# how to find gateway ip?

## scuzzo

Say your on a network, and you got a nat'd ip like 10.20.80.170 , how could you find out what the gateway computer's ip? I tried traceroute.

root@slax:~# traceroute gentoo.org

traceroute to gentoo.org (204.74.99.100), 30 hops max, 38 byte packets

 1  10.20.80.254 (10.20.80.254)  0.356 ms  0.255 ms  0.182 ms

 2  10.20.101.1 (10.20.101.1)  0.492 ms  0.215 ms  0.182 ms

 3  * * *

 4  * * *

 5  * * *

 6  *

But got nowhere.

----------

## enigma_0Z

If you are behind a NAT, then the second host that tracerout returns should be the gateway (the IP address usually ends in one, and begins with the first one, two, or three octets of your IP address (depending on your network))

[edit]

Oh yeah, and does your network have a DHCP (dynamic host configuration protocaul) server? if it does, then the DHCP server will give you an IP and all the info you need to connect to the rest of the network.

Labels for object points
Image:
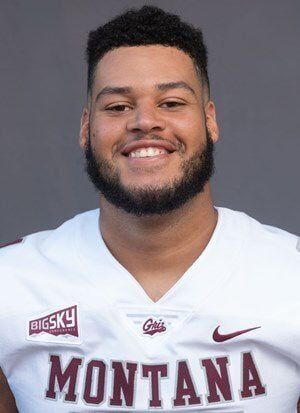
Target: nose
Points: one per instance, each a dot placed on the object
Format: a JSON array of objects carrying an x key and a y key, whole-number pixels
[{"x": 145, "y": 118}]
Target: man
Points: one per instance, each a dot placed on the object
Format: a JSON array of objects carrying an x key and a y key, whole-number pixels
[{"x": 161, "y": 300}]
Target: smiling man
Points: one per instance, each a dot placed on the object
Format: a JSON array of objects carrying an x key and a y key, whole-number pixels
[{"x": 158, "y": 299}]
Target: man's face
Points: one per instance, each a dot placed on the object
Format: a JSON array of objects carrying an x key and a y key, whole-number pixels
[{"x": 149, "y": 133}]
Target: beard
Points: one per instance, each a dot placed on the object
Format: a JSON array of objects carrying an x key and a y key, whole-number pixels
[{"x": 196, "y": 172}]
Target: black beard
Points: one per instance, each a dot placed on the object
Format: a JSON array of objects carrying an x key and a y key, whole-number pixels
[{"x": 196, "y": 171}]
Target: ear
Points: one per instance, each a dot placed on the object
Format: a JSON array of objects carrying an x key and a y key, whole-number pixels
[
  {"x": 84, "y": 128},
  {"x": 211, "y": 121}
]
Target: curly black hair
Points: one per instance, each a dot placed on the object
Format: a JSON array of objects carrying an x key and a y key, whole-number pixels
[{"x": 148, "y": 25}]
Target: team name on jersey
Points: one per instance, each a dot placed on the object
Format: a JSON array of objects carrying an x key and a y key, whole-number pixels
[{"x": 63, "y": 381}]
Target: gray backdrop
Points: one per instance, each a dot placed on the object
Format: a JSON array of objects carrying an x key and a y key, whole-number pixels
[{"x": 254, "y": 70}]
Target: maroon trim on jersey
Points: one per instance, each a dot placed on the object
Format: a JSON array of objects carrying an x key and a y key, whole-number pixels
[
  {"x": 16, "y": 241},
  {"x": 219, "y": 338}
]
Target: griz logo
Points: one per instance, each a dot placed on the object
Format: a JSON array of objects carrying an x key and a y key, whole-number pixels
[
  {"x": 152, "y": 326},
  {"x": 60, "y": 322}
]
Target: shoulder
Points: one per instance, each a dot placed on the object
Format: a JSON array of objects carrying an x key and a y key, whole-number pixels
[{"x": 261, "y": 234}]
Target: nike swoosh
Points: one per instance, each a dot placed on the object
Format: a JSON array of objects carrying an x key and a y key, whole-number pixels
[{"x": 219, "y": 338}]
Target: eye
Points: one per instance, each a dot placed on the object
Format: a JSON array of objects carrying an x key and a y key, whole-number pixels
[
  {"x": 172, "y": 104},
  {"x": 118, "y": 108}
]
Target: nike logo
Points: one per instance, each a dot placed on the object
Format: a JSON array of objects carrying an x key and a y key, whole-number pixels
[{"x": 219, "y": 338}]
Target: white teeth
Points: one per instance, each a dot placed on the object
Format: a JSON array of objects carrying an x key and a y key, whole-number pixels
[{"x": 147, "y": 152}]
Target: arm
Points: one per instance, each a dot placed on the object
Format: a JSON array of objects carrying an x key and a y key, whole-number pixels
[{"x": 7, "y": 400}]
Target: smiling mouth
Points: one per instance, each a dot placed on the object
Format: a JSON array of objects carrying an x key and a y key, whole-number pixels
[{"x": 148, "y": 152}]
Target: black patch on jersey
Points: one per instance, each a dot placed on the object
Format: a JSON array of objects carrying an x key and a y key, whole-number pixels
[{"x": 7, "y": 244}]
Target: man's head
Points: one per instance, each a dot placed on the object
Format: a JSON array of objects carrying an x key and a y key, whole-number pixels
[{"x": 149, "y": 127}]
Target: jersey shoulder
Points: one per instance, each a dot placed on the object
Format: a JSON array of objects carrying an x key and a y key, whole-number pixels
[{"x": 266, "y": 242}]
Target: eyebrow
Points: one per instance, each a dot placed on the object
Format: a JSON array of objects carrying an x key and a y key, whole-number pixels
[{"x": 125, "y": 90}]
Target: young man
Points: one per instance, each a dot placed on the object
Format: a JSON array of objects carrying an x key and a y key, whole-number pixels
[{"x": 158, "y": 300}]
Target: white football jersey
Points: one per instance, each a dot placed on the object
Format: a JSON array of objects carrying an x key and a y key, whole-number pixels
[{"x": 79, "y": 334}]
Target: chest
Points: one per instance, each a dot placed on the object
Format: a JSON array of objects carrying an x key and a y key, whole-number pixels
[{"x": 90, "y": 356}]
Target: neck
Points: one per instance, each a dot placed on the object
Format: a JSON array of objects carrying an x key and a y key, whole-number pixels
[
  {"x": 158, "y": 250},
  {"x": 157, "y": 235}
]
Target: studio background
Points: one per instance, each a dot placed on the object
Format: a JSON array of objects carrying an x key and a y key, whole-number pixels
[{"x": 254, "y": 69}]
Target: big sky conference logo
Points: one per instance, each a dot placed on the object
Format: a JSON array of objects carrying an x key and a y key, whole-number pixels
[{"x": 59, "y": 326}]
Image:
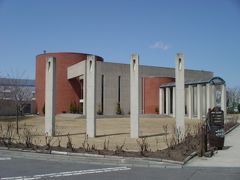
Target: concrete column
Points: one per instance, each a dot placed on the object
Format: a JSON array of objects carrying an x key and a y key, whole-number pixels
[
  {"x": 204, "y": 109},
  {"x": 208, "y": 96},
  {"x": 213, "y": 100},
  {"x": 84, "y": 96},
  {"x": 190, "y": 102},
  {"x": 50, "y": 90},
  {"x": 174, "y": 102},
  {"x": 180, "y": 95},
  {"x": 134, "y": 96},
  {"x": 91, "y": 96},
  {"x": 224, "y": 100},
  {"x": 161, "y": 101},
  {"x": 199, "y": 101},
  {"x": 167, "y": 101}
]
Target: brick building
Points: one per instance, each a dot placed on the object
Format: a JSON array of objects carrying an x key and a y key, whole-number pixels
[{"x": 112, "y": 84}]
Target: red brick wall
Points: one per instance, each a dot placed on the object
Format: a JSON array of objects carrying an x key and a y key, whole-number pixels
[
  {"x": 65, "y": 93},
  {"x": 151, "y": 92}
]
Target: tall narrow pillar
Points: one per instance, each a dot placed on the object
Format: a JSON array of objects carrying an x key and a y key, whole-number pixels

--

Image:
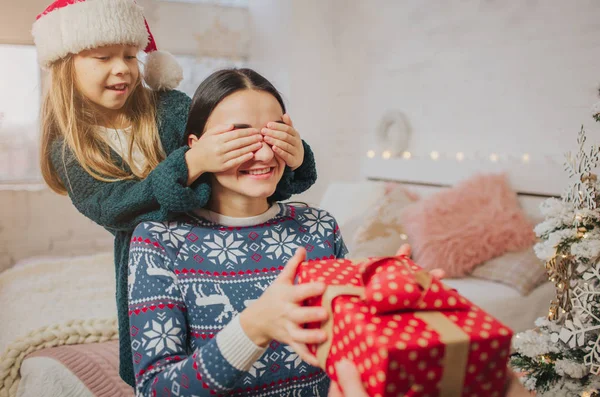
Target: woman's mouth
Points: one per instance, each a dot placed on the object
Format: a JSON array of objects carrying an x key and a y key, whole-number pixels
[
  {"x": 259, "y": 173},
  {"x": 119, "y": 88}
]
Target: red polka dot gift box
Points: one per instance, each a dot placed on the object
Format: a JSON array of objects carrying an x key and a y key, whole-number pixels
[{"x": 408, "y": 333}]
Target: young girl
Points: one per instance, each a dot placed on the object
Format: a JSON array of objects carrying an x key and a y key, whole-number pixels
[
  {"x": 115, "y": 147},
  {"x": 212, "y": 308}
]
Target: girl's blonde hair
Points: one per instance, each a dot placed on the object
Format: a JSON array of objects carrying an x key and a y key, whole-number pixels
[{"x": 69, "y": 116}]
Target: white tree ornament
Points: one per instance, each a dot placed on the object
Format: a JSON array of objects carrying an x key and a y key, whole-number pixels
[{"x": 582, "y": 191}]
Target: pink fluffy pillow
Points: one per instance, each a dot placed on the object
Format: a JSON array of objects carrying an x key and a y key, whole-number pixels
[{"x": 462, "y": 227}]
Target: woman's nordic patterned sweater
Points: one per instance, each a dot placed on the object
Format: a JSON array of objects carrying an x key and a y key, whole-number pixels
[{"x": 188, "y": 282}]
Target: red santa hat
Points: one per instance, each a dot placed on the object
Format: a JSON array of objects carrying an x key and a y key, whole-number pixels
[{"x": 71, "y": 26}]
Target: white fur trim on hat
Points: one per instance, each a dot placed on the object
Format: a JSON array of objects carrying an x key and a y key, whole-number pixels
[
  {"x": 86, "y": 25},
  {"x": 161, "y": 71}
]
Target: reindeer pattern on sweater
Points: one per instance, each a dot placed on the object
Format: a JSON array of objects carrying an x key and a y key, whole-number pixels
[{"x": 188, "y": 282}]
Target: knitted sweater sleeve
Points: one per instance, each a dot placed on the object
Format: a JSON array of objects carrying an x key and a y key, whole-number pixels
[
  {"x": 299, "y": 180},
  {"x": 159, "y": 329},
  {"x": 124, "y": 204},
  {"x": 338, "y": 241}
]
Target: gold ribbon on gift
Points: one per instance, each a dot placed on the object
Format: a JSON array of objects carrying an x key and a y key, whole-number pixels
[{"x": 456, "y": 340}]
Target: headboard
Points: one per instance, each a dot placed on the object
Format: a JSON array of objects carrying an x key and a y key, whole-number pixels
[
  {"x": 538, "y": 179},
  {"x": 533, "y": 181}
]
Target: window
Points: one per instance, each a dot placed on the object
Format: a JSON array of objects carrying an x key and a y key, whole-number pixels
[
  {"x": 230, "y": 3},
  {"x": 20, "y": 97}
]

**INSTRUCTIONS:**
[1] In the thread on finding a gateway IP, what does the reply say the gateway's IP address usually ends in?
[2] Continue the thread on finding a gateway IP from its last sentence.
These lines have nothing to do with the thread on finding a gateway IP.

**ANSWERS FOR THE TASKS:**
[1] It usually ends in one.

[2]
[/edit]

----------

## scuzzo

Edit: What I meant to say is that I want the real IP not a nat'd ip or a fake ip or anything liek 198.168.1.1

Also I cant seem to find an ifconfig option that displays all the ipaddress info stuff, like in windows you have ipconfig /all

----------

## synfin0

If you're looking for the real ip that your address is eventually NAT'd to, then use a web-based IP detection page like http://checkip.dyndns.org/.

----------

## enigma_0Z

and if the above doesn't work, you may be able to find it in the configuration of the NAT. If you are on a corporate network, then perhaps you can ask your network administrator

----------

## kpack

www.whatismyip.com

----------

## pjp

Is this for a personal/home device, such as a Linksys DSL/Cable modem?

----------

## scuzzo

1. What if there was no internet access.....

2. This is for in general.

----------

## Nossie

Are you even sure you are NATed ?

What internet services CAN you use ?

----------

## nobspangle

There is no way of telling what your public address is unless you are connected to the Internet (this is a bit of contradiction because you can't have a public address unless you are connected to the Internet) or you have access to the NAT router.

----------

## pjp

 *scuzzo wrote:*   

> 1. What if there was no internet access.....
> 
> 2. This is for in general.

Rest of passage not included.